__WHAT TO WORK ON__:
A. Retype the passage of the 911 call article that starts with "She asked how" and goes on through "another, also wrong.".
B. Answer these questions from the 911 call article:
(i) At what time did Anthony make the call?
(ii) How long had Kristine Woodrow worked as a dispatcher at the Law Enforcement Support Agency?
(iii) On what day was the transcript of the calls released?
C. List every person whose age the 911 call article gives, along with that age.

──────── DOCUMENT PASSAGE

Updated

"Please, help me," said the soft-spoken caller to the 911 dispatcher.

"My daddy killed me with a knife and I'm gone. ... Can you please send the Army men or the ambulance?"

The caller gave an address — the wrong address — and hung up. Police and paramedics were sent rushing to help.

A second dispatcher, Kristine Woodrow, then phoned the caller back and reached 8-year-old Anthony Sukto (search), who calmly described the attack despite his severe wounds.

A transcript of the calls was released Wednesday, two days after the boy's father, Tony Sukto, 36, pleaded innocent to the first-degree murder of his wife, Pranee Sukto, 39, and attempted first-degree murder of his son on Oct. 22.

"What's going on there?" asked Woodrow, 31, who has three preschoolers at home.

"My daddy killed me with a butcher knife," Anthony said in the 4 a.m. call, his voice composed.

"How did that happen if you are talking to me?" Woodrow asked.

"Because," Anthony answered. "I don't know what happened, but something. He grabbed knives. I woke up. My dad, he was killing my mom and then my, my, my dad told me to go onto the other bed and then he's like, 'You're next,' and then he killed me.

"I'm still alive. I kind of survived."

At first, Woodrow, a dispatcher at the Law Enforcement Support Agency here for more than eight years, wasn't sure what was going on.

"He was extremely calm," she recalled Wednesday. "It didn't feel real. It wasn't a typical response from someone who had just witnessed what he witnessed or had just been attacked."

She asked how old he was.

"Eight," he said, his voice suddenly more childlike. "Can you hurry?"

"We're on the way," Woodrow said.

It still wasn't clear where he was calling from. When he called in, the computer offered a suburban street and house number that didn't match. Dispatchers consulted maps as firefighters and police hurried to a wrong address. They tried another, also wrong.

────────────────
──────── SUPPLIED RECORDS

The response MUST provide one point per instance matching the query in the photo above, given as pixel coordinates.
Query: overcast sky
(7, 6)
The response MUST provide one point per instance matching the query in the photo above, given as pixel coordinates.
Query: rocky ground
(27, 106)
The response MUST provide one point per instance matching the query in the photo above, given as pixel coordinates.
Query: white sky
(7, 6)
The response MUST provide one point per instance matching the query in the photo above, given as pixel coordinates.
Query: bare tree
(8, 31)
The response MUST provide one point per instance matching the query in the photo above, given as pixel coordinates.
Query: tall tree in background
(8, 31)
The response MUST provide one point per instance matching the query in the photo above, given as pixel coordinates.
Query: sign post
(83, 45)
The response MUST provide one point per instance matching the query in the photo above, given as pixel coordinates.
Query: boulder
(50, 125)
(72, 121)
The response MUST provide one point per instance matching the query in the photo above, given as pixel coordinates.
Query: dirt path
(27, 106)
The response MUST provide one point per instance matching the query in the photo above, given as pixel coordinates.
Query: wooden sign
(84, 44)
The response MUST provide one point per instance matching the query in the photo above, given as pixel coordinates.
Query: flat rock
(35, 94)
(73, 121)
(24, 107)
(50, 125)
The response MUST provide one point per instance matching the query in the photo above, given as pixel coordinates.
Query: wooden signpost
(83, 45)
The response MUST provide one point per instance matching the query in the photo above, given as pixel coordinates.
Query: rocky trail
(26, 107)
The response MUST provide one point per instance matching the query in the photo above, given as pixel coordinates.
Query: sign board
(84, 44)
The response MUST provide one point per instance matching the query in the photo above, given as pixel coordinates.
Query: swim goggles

────────────────
──────── SUPPLIED RECORDS

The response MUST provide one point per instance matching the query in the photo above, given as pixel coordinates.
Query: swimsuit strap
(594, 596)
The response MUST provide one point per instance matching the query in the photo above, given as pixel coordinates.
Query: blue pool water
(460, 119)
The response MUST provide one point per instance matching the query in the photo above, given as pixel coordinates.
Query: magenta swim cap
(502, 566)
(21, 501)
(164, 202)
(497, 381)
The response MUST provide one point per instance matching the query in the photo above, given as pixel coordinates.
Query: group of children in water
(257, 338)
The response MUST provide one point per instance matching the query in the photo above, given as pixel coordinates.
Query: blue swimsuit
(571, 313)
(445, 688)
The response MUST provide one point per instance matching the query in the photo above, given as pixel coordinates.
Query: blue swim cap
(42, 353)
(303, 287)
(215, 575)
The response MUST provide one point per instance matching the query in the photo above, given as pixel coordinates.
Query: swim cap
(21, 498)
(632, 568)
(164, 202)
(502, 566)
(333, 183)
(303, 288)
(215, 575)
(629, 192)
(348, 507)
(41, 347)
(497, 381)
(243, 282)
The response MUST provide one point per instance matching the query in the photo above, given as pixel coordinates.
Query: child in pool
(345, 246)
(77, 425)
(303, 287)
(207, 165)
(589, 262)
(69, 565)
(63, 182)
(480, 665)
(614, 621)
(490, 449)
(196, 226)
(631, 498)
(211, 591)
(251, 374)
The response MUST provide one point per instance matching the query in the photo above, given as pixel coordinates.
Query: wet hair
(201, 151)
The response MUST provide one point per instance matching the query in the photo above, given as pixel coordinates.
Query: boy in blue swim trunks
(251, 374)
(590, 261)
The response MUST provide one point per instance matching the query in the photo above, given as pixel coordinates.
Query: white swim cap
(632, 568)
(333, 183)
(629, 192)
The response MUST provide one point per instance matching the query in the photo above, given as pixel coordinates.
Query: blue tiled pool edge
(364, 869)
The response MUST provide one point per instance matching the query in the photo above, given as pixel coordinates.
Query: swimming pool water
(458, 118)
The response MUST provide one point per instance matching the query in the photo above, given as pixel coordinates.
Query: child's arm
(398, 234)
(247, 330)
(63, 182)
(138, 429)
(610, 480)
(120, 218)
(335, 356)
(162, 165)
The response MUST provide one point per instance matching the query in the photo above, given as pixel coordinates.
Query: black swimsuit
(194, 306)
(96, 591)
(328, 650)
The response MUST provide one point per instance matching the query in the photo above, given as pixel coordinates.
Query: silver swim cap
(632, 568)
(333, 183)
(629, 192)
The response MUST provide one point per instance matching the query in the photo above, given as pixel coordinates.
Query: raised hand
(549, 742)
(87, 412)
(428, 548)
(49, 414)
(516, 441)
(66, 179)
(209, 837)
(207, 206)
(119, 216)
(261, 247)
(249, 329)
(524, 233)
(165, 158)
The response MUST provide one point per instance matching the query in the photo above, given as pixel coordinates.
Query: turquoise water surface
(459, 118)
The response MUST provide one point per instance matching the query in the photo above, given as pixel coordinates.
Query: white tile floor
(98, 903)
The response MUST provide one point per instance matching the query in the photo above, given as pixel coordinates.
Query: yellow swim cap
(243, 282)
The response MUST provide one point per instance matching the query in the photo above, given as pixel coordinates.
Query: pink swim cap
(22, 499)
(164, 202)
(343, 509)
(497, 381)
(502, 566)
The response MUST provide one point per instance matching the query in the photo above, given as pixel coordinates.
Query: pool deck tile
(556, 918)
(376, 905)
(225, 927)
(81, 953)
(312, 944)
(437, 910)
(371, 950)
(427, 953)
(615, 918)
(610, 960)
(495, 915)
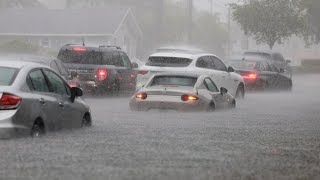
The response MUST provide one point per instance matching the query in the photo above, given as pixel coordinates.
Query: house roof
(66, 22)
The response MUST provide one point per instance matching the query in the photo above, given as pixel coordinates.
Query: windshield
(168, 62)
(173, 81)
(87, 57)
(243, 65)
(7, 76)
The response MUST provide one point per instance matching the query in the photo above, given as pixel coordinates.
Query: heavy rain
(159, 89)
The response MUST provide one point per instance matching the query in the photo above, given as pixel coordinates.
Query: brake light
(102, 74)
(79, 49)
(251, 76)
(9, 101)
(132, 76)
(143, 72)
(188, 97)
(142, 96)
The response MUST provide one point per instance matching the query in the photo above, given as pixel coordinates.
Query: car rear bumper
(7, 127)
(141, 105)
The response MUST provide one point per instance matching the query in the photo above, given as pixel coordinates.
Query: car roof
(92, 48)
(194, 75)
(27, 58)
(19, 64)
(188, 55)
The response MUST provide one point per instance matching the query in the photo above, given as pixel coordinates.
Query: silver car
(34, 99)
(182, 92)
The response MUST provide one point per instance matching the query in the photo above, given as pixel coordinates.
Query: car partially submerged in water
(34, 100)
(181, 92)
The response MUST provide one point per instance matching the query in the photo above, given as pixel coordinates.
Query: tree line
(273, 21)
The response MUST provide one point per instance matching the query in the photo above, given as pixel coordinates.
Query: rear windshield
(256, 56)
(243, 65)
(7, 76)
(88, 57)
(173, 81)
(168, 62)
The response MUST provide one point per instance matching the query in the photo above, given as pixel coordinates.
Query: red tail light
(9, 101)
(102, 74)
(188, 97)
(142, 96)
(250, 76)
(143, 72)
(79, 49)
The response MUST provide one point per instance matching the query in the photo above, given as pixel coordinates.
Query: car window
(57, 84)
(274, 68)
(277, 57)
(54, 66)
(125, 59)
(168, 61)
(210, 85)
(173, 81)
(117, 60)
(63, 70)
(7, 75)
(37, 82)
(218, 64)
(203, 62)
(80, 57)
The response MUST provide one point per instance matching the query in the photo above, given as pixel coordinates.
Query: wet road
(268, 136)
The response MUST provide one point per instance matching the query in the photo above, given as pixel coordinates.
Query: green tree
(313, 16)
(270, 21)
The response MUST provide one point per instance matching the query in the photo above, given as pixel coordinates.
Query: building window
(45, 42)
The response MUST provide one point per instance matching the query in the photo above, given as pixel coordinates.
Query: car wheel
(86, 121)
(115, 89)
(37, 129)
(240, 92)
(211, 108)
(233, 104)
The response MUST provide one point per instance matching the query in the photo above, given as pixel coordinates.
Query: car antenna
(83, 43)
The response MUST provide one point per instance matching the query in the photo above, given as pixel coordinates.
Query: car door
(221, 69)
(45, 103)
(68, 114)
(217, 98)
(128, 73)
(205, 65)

────────────────
──────── SUPPLIED RECORDS

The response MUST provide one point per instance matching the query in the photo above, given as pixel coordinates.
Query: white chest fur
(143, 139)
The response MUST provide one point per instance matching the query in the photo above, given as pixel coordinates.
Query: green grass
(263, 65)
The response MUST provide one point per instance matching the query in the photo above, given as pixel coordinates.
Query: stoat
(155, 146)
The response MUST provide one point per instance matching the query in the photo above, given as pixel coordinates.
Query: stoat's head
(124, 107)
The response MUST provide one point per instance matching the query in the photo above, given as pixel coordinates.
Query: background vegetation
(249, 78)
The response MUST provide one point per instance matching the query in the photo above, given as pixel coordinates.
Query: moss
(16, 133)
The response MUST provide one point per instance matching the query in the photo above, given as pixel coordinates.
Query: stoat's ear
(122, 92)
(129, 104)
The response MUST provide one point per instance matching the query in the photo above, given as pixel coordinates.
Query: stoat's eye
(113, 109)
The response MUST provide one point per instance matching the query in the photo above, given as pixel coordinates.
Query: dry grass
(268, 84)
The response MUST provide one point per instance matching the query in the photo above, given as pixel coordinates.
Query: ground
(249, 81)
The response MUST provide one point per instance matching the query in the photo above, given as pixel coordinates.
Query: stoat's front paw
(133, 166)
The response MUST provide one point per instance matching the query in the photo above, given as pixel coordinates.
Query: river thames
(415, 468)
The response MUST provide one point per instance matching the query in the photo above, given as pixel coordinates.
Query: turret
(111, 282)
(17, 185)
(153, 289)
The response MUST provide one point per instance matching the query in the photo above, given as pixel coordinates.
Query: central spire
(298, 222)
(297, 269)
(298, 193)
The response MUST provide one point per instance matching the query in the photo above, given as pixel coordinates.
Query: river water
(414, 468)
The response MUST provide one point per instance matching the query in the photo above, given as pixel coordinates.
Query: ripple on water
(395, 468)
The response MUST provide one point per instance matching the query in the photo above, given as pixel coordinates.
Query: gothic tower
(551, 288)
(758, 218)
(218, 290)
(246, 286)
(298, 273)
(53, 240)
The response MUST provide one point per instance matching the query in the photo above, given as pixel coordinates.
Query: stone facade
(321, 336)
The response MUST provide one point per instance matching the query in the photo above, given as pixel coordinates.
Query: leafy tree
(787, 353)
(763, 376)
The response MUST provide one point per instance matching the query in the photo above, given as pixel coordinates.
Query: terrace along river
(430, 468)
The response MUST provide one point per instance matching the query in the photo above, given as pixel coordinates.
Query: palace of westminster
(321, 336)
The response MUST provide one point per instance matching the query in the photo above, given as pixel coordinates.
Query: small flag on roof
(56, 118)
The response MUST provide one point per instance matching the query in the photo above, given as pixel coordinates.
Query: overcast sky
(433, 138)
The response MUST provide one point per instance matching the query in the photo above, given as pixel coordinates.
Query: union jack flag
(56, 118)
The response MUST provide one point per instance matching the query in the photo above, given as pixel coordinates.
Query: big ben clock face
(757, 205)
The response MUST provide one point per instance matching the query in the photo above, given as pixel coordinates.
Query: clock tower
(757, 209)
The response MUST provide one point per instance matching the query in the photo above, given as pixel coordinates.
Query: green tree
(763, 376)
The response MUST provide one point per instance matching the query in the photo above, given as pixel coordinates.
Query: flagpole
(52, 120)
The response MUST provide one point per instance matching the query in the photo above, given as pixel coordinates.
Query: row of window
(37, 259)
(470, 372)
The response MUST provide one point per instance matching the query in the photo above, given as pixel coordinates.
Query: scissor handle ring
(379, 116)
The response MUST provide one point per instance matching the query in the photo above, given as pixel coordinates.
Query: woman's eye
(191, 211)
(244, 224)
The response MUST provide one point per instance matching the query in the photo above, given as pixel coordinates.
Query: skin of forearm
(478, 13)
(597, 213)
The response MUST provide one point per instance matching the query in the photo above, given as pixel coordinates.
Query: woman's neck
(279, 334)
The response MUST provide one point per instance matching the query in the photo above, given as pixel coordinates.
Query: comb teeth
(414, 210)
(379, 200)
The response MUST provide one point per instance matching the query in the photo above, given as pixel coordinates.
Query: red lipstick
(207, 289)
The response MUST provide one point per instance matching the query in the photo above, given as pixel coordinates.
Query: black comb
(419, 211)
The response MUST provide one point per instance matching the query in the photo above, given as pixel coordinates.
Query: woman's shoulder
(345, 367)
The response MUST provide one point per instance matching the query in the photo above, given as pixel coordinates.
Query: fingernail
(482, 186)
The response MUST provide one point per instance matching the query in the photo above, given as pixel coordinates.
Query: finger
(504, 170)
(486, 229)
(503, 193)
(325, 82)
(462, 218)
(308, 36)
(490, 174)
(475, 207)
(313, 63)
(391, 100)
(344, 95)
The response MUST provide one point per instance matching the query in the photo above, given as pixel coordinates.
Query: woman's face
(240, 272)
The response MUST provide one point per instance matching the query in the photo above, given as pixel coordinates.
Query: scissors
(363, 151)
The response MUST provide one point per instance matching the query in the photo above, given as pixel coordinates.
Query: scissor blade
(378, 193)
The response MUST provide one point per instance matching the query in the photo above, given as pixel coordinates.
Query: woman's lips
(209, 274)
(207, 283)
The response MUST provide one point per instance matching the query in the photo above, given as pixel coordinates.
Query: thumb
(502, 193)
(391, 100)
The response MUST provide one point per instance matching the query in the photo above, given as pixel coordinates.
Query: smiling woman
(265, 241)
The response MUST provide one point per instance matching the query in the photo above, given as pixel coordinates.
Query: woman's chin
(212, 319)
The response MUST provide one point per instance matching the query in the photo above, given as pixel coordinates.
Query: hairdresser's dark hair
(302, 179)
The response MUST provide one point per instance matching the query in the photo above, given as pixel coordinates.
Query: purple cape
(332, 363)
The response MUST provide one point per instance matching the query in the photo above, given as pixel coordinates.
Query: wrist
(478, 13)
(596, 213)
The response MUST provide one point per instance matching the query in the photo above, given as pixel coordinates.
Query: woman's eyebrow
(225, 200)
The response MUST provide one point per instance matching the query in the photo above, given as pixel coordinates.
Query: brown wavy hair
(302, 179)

────────────────

__RESULTS IN ORDER__:
A.
She asked how old he was.

"Eight," he said, his voice suddenly more childlike. "Can you hurry?"

"We're on the way," Woodrow said.

It still wasn't clear where he was calling from. When he called in, the computer offered a suburban street and house number that didn't match. Dispatchers consulted maps as firefighters and police hurried to a wrong address. They tried another, also wrong.

B.
(i) 4 a.m.
(ii) More than eight years
(iii) Wednesday

C.
Anthony Sukto, 8
Tony Sukto, 36
Pranee Sukto, 39
Kristine Woodrow, 31